**Source**
The Geomancer


Diving in the Wreck wins 2010 Outstanding Achievement

The Wisconsin Library Association has chosen the 2010 Outstanding Achievement Awards for 2009 publications. Their list, which features ten titles by Wisconsin author, includes Diving into the Wreck by Kristine Kathryn Rusch. We are, naturally, very proud of her and the book!

The full list of titles are:

Lauren Groff (formerly of Madison) - Delicate Edible Birds and Other Stories
Jim Knipfel (formerly of Green Bay) - Unplugging Philco
Greg Kot (formerly of Milwaukee) - Ripped: How the Wired Generation Revolutionized Music
Valerie Laken (Milwaukee) - Dream House: a Novel
Daniyal Mueenuddin (formerly of Elroy) - In Other Rooms, Other Wonders
Michael Perry (Fall Creek) - Coop: A Year of Poultry, Pigs and Parenting
Jay Reed (Milwaukee) - Thor and More
Kristine Rusch (formerly of Superior) - Diving into the Wreck
Kathleen Kline Schmitt (Madison), Ronald Bruch (Oshkosh), and Frederick Binkowski (Milwaukee) - People of the Sturgeon: Wisconsin's Love Affair with an Ancient Fish
Patrick Somerville (formerly of Green Bay) - The Cradle: a Novel

The Dervish House: As Close to Perfection as a Book Can Get

Reviews for Ian McDonald's The Dervish House are starting to come in, and they are all saying the same thing. Which is--you need to read this book! Here are some of the first few reviews:

"McDonald takes the history of Istanbul, both real and imagined, and forges a multi-faceted and fascinating character out of the city itself; then he adds in the experiences of six people whose lives are about to intersect in the most unexpected ways. ...McDonald creates a magnificent knot of intrigue, thrills, and daring adventures, with the flair for character and setting that make his tales so satisfying to indulge in." Booklist

"The Dervish House is without a doubt his best and most accessible science fiction novel to date. And to put it simply, it just blew my mind. Believe me, I did try to find some shortcomings and facets that left a little to be desired. All to no avail, of course. The Dervish House is about as good as it gets, folks. McDonald's past novels had already set the bar rather high, no question. But this one, at least for me, is as close to perfection as a book can get." Pat's Fantasy Hotlist

"McDonald has a knack for painting a near future world that is both convincing and compelling, a rarity worthy of Frank Herbert or J.R. Tolkien. You are totally drawn in as this Istanbul of the year 2027 unfolds in a saga worthy of the Blade Runner tradition of anti-utopia fame. But as it always is the case in Turkey, the ultra-modern must give way to the ancient undercurrent of superstition and tradition. ...Mr. McDonald’s futuristic Istanbul reminds us of the complex underplay of European meets Middle Eastern politics, and why the term Byzantine entered our lexicon in the first place. You can almost feel the oppressive heat and smell the spice bazaars down those ancient narrow cobble stone streets… just watch out for that patrol drone whizzing by! ...MacDonald is an expert wordsmith and raises the bar in the Sci-Fi genre to a whole new plateau." Astoguyz


Pyr Comes to the Nook (and B&N eReader)

**Things to do**
1) According to the blog page, why are its writers proud of Kristine Kathryn Rusch and her book? Answer in one to three sentences.
2) From the blog page's award list, name every author whose hometown is marked "formerly of".
3) Continue the blog page from its final heading, "Pyr Comes to the Nook (and B&N eReader)".
The listing after this point comes from a separate source.

**Data supplied**
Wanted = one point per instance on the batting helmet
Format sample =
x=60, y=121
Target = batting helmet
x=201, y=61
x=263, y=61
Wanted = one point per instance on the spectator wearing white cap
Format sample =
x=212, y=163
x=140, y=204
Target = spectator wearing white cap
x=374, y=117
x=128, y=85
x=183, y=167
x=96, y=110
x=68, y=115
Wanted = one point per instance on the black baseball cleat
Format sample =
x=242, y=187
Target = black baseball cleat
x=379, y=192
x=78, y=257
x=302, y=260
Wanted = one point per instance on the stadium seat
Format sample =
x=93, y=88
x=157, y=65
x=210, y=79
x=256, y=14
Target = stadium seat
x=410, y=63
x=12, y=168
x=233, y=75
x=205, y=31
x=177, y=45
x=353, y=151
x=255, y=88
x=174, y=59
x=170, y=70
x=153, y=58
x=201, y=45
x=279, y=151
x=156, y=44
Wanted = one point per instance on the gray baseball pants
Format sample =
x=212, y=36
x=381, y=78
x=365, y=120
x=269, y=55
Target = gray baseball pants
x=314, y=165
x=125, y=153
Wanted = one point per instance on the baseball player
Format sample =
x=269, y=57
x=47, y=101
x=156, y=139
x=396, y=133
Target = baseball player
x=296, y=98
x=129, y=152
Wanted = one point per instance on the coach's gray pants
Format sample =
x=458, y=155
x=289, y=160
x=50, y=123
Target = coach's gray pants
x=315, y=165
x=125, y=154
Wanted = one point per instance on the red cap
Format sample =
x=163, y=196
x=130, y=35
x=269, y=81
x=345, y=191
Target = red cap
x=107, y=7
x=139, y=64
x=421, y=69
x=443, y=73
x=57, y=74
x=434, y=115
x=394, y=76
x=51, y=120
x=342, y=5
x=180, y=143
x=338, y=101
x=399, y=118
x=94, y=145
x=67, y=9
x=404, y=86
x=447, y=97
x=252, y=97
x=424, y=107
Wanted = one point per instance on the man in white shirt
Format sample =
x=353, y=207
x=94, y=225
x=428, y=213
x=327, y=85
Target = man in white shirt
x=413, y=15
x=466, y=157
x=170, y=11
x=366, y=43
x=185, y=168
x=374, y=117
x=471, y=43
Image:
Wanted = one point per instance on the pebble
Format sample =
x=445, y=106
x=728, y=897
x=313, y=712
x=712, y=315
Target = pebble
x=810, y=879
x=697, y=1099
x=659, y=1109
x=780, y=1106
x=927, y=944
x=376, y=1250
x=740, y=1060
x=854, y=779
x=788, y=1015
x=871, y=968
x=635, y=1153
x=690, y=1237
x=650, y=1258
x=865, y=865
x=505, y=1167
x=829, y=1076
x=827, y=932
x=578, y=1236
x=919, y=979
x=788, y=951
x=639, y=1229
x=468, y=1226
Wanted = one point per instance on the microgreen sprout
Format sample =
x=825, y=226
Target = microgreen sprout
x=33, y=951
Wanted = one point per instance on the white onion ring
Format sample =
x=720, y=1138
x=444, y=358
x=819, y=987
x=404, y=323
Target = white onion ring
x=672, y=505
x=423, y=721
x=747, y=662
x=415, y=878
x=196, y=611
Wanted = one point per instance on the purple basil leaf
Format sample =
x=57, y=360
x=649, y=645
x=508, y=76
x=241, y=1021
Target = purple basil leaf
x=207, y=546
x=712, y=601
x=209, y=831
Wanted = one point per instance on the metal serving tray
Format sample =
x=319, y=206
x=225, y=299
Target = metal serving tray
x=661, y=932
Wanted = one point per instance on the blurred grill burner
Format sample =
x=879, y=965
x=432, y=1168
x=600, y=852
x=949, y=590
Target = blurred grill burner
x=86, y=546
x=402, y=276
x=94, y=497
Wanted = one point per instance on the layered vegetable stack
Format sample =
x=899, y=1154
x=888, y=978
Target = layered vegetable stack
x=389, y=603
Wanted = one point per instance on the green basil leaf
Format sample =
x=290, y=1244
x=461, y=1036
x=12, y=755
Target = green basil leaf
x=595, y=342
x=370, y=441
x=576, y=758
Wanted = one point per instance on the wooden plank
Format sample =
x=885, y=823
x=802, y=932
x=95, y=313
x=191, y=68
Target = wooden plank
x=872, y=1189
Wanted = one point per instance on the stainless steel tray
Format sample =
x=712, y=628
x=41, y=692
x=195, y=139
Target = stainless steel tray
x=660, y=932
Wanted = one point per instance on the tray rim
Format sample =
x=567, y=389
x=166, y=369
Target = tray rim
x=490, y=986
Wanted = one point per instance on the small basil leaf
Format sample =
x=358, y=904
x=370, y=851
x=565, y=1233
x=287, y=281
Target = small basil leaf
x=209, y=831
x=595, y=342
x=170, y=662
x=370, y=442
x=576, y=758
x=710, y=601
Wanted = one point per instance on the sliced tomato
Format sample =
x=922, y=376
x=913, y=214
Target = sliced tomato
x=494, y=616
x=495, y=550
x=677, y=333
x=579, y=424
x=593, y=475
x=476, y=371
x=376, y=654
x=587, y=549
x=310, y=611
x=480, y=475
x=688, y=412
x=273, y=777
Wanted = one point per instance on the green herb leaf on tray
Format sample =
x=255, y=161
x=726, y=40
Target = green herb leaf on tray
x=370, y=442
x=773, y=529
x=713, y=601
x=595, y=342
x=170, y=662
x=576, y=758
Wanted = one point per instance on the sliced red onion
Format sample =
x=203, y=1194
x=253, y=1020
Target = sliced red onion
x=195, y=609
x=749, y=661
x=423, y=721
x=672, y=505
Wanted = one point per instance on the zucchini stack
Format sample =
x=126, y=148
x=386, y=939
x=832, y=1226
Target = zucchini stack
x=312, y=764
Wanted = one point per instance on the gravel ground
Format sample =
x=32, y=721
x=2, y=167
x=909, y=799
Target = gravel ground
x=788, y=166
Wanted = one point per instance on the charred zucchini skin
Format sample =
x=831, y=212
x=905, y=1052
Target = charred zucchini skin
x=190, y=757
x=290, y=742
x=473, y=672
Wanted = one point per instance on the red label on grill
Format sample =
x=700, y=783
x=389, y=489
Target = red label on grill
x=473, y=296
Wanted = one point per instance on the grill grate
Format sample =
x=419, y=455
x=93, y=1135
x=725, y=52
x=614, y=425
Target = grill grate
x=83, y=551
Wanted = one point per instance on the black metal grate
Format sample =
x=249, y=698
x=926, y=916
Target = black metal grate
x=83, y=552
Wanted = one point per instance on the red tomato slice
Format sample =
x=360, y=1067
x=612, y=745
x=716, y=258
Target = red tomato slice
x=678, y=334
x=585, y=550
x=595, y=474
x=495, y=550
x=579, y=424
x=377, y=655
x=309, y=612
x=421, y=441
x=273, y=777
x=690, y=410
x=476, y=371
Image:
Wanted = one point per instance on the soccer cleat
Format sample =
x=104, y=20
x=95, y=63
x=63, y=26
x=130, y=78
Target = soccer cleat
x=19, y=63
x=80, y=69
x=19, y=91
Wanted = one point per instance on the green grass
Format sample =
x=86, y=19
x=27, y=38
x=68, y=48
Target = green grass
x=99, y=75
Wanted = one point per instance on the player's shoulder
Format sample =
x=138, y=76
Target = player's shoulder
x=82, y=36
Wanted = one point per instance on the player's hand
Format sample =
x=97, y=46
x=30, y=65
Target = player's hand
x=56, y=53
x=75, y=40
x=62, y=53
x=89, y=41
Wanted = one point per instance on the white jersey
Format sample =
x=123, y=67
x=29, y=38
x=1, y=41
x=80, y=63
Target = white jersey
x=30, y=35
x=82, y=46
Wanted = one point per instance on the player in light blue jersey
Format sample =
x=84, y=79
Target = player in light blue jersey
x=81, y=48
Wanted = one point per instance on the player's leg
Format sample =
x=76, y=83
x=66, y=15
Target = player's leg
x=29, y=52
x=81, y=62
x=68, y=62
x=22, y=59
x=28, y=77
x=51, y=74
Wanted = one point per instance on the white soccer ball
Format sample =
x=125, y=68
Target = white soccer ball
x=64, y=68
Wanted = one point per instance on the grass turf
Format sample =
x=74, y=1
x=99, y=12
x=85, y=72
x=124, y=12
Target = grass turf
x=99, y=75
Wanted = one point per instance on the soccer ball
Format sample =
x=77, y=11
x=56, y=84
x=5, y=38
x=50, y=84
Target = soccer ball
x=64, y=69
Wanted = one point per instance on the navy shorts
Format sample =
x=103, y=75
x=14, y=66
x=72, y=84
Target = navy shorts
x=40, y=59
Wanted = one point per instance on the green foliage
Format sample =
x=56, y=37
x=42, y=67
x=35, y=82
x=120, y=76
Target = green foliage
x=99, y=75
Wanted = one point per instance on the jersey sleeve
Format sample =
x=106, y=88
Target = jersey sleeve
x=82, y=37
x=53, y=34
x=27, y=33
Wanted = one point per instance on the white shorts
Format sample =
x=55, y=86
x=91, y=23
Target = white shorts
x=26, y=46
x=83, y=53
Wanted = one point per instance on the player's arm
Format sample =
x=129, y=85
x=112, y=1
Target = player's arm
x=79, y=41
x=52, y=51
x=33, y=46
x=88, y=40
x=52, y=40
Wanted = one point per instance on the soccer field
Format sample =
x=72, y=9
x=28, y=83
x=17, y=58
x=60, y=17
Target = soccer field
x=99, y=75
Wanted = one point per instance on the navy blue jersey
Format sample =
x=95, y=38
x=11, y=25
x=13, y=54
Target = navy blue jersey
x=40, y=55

**Per-task outputs**
1) The Wisconsin Library Association included Rusch's Diving into the Wreck in its 2010 Outstanding Achievement Awards for 2009 publications. That list features ten titles by Wisconsin authors.

2) Lauren Groff, Jim Knipfel, Greg Kot, Daniyal Mueenuddin, Kristine Rusch, Patrick Somerville

3)
The first Pyr ebooks are starting to show up at B& for reading on the Nook and their B&N eReader software. In all, there are some 800 Pyr & Prometheus titles that will be up shortly (about 60 of them Pyr - the parent company has been around a lot longer). But for now, you can get Ian McDonald's Cyberabad Days, Mike Resnick's Stalking the Dragon, and Mark Chadbourn's Always Forever (yes, I know that's book three. Books one and two up soon).


Pierre Pevel wins 2010 David Gemmel Morningstar Award!

Via SF Signal: The winners of the David Gemmell Legend Award 2010 were announced on Friday 18th June at the Magic Circle Headquarters in London. We're delighted to learn that Pierre Pevel's The Cardinal's Blades won the Morningstar Award for Best Newcomer. Pyr will be publishing the book in the US in October.

Congrats also to Joe Abercrombie, whose Best Served Cold won the Ravensheart Award for Best Cover Art (design by Didier Graffet, Dave Senior and Laura Brett). And to Graham McNeill, whose Empire won the Legend Award for Best Novel.


BSC Interview with Yours Truly

I'm interviewed today by Elena Nola over at BSC. Here's the opening to whet your appetite:

This one’s for those of you who like to know what goes on before the book falls off the bookstore shelf into your hands.  Lou Anders is the editorial director of Pyr books, as well as being the man behind many anthologies on a wide variety of topics.  Over the past week or so I’ve had the pleasure of picking his brain about how he chooses manuscripts, how he builds anthologies, what he sees as the current state of science fiction and fantasy, and more.  If you’re a young editor, or someone trying to break into the field as a writer, or just someone who’s curious about the publishing industry from an insider’s perspective, be sure to read this interview!  

First, for those readers out there who may not know, can you tell me what the Pyr imprint is all about?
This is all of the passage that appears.